▶ EXTRACT TO READ:
_ _ _
# ROM choosing help



## mobijew (Jun 26, 2011)

Hey everyone, need some advice. I hate touchwiz and all the carrier crap so I ALWAYS use AOSP ROMs. I love AOKP and it is working perfectly on my ATT SGS3, but since it is stock android based I don't have any of the features that were part of the reason I wanted this phone. Namely, svoice and the sharing stuff. What rom would you recommend? I use nova launcher so I guess that could help me with the touchwiz crap, but just want some feedback. Thanks everyone.

Sent from my SAMSUNG-SGH-I747 using RootzWiki


----------



## sixohtew (Jun 14, 2011)

mobijew said:


> Hey everyone, need some advice. I hate touchwiz and all the carrier crap so I ALWAYS use AOSP ROMs. I love AOKP and it is working perfectly on my ATT SGS3, but since it is stock android based I don't have any of the features that were part of the reason I wanted this phone. Namely, svoice and the sharing stuff. What rom would you recommend? I use nova launcher so I guess that could help me with the touchwiz crap, but just want some feedback. Thanks everyone.
> 
> Sent from my SAMSUNG-SGH-I747 using RootzWiki


Honestly, I got the s3 for the same reason. The features this rom has are quite amazing. Now I have been running aosp since gingerbread first came out and I must say, with apex launcher installed, im getting more and more used to the little bit of Touchwiz that's left over. I mean I used Handcent for my messages and SwiftKey for my keyboard. So I'm used to the look in have. But then again I don't have cm10 so we will see if that happens for me, I'm on Verizon so locked bootloader for now ;/

Sent from my SCH-I535 using RootzWiki


----------
_ _ _
▶ MATERIAL:
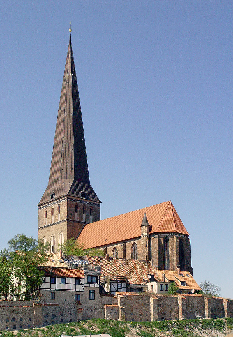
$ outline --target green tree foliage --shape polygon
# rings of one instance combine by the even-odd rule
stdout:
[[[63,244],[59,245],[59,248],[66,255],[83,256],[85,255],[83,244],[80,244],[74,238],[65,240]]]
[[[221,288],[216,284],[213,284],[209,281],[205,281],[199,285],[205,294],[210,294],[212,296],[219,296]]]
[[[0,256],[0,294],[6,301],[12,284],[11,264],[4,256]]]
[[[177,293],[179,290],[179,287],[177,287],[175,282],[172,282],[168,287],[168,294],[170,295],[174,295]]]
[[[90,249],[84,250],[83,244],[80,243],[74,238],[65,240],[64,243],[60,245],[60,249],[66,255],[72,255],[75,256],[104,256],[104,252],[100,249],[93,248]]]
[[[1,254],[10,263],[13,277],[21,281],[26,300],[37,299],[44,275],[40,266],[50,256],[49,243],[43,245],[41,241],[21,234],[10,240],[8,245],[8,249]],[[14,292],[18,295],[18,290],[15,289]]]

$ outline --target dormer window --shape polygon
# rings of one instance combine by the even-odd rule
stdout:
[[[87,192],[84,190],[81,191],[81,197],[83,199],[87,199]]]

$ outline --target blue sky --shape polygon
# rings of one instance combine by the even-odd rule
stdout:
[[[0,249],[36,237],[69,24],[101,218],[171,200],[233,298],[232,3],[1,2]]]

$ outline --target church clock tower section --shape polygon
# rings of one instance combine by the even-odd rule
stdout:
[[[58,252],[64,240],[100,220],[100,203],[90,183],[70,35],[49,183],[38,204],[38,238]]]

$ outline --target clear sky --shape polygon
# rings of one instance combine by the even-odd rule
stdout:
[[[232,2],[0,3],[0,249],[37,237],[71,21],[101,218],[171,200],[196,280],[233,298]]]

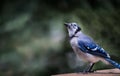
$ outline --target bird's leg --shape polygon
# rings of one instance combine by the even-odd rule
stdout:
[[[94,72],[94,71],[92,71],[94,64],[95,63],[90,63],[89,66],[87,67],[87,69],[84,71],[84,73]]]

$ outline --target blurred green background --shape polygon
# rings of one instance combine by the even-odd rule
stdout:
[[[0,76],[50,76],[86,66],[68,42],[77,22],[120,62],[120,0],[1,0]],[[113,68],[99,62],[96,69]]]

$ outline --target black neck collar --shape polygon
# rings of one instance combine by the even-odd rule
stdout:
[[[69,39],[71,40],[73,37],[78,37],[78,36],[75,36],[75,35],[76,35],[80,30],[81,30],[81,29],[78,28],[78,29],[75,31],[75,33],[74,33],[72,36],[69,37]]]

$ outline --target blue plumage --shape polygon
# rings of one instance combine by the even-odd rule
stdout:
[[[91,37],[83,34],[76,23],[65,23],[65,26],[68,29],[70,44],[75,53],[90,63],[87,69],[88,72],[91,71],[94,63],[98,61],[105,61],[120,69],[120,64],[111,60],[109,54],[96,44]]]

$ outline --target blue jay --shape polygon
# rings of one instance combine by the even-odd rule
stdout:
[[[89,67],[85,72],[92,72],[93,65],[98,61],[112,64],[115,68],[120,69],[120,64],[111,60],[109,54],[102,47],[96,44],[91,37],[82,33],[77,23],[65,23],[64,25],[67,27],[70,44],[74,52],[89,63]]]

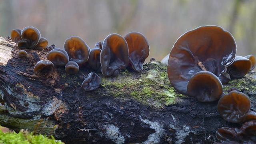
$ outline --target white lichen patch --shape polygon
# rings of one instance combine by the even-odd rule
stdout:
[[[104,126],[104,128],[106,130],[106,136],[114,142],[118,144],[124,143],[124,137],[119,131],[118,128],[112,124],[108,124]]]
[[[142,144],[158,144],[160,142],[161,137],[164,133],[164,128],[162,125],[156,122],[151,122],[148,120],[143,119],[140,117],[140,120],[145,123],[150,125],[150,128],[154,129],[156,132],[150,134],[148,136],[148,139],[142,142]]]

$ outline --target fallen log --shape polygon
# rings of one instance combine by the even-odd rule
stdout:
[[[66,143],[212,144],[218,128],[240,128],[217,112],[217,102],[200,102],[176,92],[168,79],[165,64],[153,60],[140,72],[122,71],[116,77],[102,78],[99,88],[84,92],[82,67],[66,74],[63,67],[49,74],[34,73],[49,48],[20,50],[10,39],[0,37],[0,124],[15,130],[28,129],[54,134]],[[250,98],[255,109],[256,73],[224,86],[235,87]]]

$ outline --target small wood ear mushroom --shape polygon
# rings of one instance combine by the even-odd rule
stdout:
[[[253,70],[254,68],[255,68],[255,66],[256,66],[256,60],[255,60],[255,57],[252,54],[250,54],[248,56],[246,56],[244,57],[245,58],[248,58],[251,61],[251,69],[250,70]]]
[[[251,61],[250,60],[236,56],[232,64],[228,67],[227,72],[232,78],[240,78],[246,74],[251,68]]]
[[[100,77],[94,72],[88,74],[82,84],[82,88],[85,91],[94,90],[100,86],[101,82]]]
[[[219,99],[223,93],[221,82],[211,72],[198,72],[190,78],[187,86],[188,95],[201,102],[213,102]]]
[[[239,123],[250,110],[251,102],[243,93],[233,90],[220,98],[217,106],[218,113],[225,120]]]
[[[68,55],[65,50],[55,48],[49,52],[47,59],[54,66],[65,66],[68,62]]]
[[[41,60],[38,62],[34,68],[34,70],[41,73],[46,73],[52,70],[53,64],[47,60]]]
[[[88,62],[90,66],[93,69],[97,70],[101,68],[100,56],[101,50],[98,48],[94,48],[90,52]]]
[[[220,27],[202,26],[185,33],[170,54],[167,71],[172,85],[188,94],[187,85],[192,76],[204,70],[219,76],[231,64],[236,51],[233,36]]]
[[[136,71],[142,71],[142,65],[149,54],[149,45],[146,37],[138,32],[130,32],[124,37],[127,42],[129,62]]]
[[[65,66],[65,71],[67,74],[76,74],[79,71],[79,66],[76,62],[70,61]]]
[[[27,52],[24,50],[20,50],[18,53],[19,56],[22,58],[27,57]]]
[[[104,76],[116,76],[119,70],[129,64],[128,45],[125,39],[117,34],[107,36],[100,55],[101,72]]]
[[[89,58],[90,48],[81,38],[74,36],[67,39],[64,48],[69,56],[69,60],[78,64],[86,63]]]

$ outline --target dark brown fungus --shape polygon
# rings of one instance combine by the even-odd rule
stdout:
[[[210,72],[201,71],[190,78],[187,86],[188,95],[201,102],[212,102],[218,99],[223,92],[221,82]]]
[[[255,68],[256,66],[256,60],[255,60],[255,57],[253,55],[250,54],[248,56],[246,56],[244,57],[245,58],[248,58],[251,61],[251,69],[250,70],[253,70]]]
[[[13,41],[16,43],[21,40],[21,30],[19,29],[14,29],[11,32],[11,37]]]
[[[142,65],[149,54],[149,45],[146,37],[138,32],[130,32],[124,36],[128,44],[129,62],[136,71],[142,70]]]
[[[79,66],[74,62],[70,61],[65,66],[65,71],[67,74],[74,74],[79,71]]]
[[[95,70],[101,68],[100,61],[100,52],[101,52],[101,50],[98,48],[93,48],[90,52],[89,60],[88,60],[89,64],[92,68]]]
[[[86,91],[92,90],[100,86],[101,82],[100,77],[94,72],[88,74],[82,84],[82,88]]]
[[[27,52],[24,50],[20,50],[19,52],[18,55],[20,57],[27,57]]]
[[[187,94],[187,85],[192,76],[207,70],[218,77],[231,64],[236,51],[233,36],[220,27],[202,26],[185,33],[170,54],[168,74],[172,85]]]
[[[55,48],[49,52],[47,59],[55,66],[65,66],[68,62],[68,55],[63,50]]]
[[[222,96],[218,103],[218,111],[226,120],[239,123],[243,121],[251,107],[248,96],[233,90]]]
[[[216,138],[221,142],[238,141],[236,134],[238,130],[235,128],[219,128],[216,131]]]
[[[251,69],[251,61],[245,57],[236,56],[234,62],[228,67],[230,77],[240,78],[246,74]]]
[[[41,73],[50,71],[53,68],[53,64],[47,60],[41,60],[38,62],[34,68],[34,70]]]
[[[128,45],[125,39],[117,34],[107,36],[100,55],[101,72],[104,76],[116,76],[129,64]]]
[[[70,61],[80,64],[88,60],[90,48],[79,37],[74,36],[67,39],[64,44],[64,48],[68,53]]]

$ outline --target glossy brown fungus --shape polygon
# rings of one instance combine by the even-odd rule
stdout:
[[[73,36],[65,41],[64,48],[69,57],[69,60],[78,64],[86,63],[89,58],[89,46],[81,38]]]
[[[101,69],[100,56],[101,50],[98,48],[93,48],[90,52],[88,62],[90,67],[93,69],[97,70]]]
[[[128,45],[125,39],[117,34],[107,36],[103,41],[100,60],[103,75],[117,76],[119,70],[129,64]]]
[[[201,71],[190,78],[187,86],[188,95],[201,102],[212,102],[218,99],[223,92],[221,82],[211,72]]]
_ _ _
▶ WHAT YOU NEED TO DO: In the forum thread about choosing a ROM, which carrier does the second poster say they are on?

▶ RESULT FOR THIS EXERCISE: Verizon